Provided passage below:
#FreeAhmadManasra: Israeli court extends Ahmed Manasra's isolation for another 6 months

While the Israeli court says that Ahmed Manasra should remained under confinement because he might hurt himself, his lawyer and psychiatric experts insist that he needs to be released to receive urgent treatment.
3 min read
West Bank
16 August, 2022
Ahmed Manasra had been previously transferred to the Ramleh prison clinic due severe psychological damage. [Getty]

An Israeli court extended on Tuesday the solitary confinement of Palestinian prisoner Ahmad Manasra for another six months.
 
Manasra, who was arrested at the age of 13 in 2015, after being run over by an Israeli police vehicle and beaten on the head by Israeli settlers, suffers from severe psychological damage due to his arrest conditions, lack of treatment and isolation.
  
He was sentenced to 12 years, then lowered to nine, after being charged with assisting his cousin in an attempt to stab an Israeli in Jerusalem. His cousin was shot and killed on the spot.
 
Manasra will now remain isolated until November. His lawyer, Khaled Zabarqa, said that he will appeal the decision.

 "Ahmed is in a very difficult condition and he needs urgent treatment," Zabarqa told The New Arab on Tuesday. "The court's excuse to maintain Ahmed isolated is that he might hurt himself, but isolation only causes him more damage."
 
"I visited Ahmed recently and I know exactly how the isolation is affecting him, and though I can not give details due to professional secrecy, I can say that he needs professional treatment as of now," added Zabarqa.
End of Provided passage.
#### Work order 1:
According to the article on Ahmed Manasra, how old was he when he was arrested?
#### Work order 2:
Resume the article on Ahmed Manasra's isolation from where it stops.
Source data below:
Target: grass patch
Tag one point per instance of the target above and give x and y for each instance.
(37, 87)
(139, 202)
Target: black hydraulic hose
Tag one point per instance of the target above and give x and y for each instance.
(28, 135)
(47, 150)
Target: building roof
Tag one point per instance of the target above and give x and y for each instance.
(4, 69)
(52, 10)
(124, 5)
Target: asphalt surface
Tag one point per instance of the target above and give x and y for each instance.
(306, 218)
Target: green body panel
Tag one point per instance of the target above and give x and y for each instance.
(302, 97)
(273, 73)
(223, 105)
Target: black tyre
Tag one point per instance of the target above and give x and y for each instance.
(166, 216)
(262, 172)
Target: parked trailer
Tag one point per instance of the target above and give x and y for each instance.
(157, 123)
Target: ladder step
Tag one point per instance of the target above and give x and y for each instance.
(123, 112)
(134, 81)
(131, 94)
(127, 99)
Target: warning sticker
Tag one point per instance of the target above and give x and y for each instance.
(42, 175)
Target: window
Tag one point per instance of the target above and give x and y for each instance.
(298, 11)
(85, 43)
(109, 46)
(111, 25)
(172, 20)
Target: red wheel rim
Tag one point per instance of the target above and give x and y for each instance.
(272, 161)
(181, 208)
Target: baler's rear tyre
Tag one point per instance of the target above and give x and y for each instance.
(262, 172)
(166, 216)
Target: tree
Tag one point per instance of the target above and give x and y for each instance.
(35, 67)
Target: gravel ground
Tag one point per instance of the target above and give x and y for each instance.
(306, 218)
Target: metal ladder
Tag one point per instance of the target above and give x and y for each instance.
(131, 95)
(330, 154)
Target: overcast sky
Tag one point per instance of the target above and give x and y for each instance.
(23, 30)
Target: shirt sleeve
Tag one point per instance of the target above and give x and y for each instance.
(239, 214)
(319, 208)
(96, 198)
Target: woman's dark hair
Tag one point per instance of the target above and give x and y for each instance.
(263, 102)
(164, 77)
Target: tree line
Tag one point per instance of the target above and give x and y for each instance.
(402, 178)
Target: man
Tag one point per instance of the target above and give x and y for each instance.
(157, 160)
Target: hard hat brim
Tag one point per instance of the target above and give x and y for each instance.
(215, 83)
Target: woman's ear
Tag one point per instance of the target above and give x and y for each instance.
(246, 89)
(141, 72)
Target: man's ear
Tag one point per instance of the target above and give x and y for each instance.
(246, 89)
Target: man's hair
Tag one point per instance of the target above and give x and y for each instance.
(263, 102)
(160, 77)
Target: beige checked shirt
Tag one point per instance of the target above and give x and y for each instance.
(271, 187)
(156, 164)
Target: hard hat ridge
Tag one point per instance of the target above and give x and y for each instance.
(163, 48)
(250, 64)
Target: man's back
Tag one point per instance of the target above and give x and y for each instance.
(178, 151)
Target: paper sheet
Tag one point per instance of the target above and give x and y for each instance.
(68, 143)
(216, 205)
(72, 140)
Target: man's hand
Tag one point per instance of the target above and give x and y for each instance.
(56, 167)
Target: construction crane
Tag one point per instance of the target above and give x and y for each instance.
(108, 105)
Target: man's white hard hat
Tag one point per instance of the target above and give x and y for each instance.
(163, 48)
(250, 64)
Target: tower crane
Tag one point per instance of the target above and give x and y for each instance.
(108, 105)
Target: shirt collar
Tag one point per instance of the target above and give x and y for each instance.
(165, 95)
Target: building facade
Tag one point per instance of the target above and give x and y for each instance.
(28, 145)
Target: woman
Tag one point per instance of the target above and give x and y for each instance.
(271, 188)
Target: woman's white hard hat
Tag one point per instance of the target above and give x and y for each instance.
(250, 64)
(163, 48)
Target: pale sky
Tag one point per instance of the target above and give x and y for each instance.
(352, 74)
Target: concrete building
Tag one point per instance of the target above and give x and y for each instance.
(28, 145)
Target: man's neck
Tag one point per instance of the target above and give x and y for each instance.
End of Source data.
#### Exercise answer 1:
He was 13 years old.

#### Exercise answer 2:
"Ahmad has grown out of childhood and lived through his adolescence in Israeli prison, submitted to repeated solitary confinement," Yoaad Ghanadry, head of the Palestinian Mental Health Network who has been following Manasra's case, told The New Arab.

"His latest solitary confinement has lasted for almost eight months, which seriously deteriorated his conditions and forced the Israeli authorities to transfer him to the Ramleh prison clinic," said Ghanadry.

On Saturday, Israeli jail authorities transferred Manasra to the isolation section in the Eishel prison in the Negev desert.
 
In April, the Palestinian Mental Health Network and other rights organizations and activists launched a campaign to gather support for Ahmad Manasra's case.

In the same month, Manasra's lawyer filed a request for his early release because he had served more than two-thirds of his sentence and he was not charged with stabbing.
  
The Israeli court transferred the case to a special committee to decide whether to drop "terrorist" charges in his case, given his age at the time of the events and the fact that he was never charged with stabbing.
 
In June, the committee decided to reinstate the "terrorism" charges on Manasra, and his early release was refused.